The task
Count the lines in the records below that contain the string "blade", with case counting, and give only that number.

Records for the task
§ §

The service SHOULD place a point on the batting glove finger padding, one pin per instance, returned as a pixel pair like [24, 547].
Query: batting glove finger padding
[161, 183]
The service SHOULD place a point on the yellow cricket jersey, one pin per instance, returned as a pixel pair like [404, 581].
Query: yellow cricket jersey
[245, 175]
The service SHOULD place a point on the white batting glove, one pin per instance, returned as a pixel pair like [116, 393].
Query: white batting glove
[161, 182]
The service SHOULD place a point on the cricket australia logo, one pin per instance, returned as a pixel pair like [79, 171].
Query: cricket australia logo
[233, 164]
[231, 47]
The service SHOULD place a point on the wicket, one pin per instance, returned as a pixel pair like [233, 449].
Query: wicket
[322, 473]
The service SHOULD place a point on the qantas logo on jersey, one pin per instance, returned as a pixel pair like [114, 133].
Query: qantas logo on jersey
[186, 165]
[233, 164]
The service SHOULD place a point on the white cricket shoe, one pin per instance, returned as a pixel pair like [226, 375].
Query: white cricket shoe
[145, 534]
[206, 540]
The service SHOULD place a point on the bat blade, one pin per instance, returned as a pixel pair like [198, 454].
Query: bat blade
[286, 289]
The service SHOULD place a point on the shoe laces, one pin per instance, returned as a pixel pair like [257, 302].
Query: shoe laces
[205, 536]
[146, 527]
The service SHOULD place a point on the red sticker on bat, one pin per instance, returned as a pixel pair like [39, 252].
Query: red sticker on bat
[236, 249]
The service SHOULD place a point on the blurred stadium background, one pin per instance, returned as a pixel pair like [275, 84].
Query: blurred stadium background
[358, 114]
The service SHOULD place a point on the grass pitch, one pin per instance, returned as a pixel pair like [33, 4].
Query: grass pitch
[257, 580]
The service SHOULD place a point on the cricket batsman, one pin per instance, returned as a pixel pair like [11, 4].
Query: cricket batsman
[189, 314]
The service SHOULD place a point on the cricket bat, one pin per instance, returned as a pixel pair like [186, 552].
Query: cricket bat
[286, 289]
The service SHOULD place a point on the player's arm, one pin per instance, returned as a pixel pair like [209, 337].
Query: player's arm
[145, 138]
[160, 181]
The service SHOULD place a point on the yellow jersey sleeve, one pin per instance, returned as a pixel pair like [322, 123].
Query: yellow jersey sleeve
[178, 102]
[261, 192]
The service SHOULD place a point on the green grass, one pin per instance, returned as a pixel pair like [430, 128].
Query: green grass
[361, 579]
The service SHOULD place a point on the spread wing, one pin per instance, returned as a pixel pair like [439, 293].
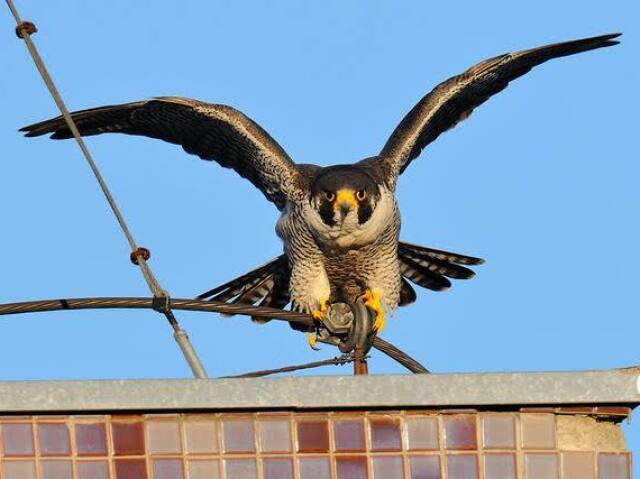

§ §

Result for this exercise
2